The full set of entries below is to be returned unchanged.

[[ Data section, beginning ]]

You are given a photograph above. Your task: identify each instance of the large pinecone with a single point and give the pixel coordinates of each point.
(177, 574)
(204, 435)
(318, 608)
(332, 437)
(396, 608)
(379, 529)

[[ Data section, end ]]

» **Exercise result**:
You are given a photograph above. Your task: identify each instance of the large pinecone with a single point and give the pixel coordinates of each point.
(177, 574)
(204, 435)
(318, 608)
(332, 437)
(396, 608)
(379, 529)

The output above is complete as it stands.